DATA RECORDS Start Marker

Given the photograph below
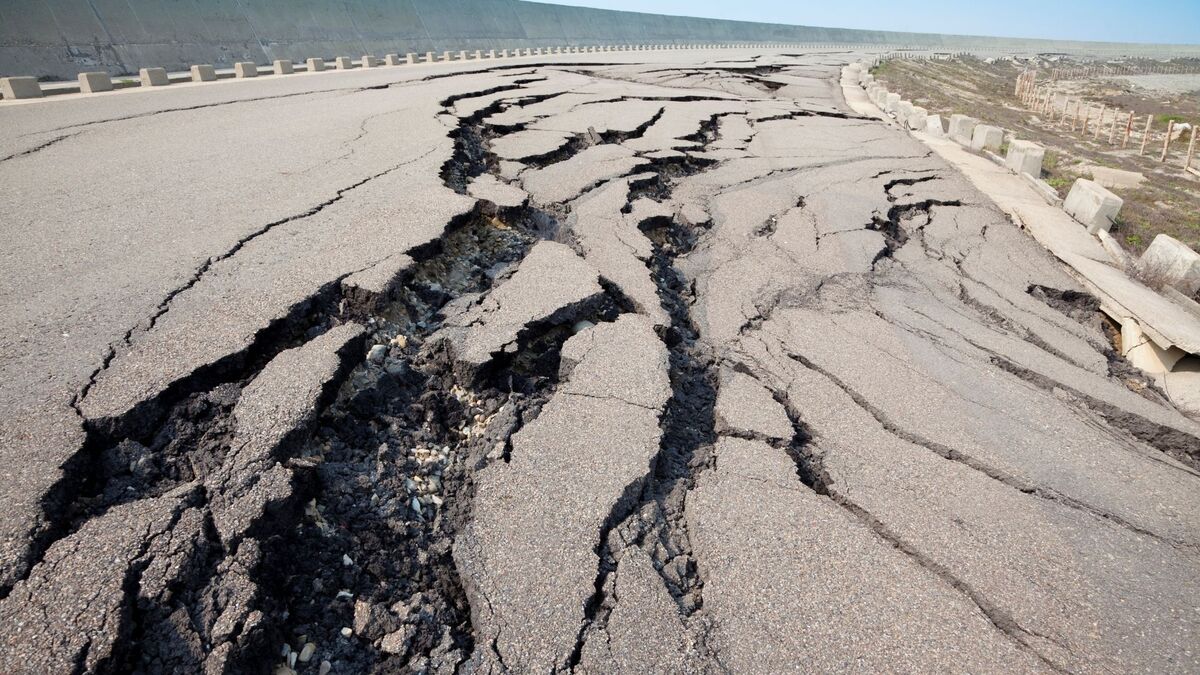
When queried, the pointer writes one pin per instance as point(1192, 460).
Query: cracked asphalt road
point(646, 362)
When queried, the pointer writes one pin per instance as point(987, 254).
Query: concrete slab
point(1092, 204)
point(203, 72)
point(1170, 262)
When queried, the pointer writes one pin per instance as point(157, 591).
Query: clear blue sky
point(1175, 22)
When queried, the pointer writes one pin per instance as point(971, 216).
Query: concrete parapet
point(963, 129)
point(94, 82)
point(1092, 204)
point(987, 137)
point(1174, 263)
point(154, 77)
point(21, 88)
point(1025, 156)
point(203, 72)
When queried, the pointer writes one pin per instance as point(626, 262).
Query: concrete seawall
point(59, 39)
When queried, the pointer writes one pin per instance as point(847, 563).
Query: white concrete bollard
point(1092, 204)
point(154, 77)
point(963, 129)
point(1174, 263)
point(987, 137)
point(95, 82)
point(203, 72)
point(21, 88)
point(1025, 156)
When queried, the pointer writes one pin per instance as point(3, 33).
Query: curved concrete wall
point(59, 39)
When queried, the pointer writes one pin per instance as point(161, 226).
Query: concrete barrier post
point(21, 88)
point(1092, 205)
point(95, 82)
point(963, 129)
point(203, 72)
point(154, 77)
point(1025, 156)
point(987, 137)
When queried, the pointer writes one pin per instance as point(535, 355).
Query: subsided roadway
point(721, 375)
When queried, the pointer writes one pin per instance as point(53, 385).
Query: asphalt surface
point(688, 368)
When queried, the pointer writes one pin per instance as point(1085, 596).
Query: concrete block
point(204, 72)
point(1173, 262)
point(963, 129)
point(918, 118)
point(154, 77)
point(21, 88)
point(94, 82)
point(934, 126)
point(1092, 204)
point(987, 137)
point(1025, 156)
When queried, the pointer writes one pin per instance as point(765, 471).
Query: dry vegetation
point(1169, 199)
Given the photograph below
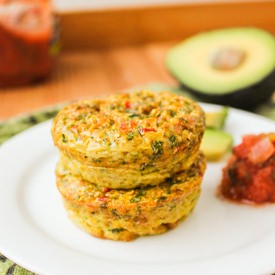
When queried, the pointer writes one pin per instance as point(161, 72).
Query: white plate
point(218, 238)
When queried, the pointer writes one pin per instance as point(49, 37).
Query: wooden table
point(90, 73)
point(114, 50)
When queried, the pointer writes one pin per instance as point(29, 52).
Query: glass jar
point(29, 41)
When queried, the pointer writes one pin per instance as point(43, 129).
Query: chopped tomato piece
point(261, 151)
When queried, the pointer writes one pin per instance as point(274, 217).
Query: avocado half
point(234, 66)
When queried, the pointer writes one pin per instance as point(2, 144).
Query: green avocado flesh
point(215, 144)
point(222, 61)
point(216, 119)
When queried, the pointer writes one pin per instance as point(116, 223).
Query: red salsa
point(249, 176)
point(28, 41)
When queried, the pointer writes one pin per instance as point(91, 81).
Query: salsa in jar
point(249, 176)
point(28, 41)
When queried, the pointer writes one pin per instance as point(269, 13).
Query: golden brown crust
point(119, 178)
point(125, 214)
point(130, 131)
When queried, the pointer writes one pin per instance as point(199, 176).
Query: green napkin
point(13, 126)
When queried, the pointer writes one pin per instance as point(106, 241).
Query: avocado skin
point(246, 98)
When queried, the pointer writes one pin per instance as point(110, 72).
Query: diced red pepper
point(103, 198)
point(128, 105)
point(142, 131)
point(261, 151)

DATA RECORDS End Marker

- WHAT YOU ARE ASKED TO DO:
Write out, word for word, the lines from the start of the data through the one holding "as point(1085, 596).". Omit pictures.

- COMPLETED TASK:
Given the photograph below
When queried, the pointer writes one pin per instance as point(1192, 460).
Query: cracked asphalt road
point(646, 362)
When queried, the pointer writes one pin per instance as point(987, 254).
Query: concrete slab
point(1092, 204)
point(203, 72)
point(1170, 262)
When queried, the pointer writes one pin per instance as point(157, 591).
Query: clear blue sky
point(1175, 22)
When queried, the pointer writes one pin per instance as point(971, 216).
Query: concrete parapet
point(963, 129)
point(94, 82)
point(1092, 204)
point(987, 137)
point(1174, 263)
point(154, 77)
point(21, 88)
point(1025, 156)
point(203, 72)
When queried, the pointer writes one pin per instance as point(626, 262).
Query: concrete seawall
point(59, 39)
When queried, the pointer writes one pin per instance as point(847, 563).
Query: white concrete bollard
point(1092, 204)
point(154, 77)
point(963, 129)
point(1174, 263)
point(987, 137)
point(95, 82)
point(203, 72)
point(21, 88)
point(1025, 156)
When queried, the pointer writes one pin per instance as point(3, 33).
Query: curved concrete wall
point(59, 39)
When queried, the pointer writes one pin per instance as point(161, 226).
Query: concrete barrier post
point(21, 88)
point(1092, 205)
point(95, 82)
point(963, 129)
point(203, 72)
point(154, 77)
point(1025, 156)
point(987, 137)
When queried, the pointer writes one pin per instance as point(535, 355).
Query: subsided roadway
point(721, 375)
When queried, the pointer writes one pin per instance as point(53, 385).
Query: asphalt surface
point(688, 368)
When queried, the pointer writes one pin per instance as point(1085, 596).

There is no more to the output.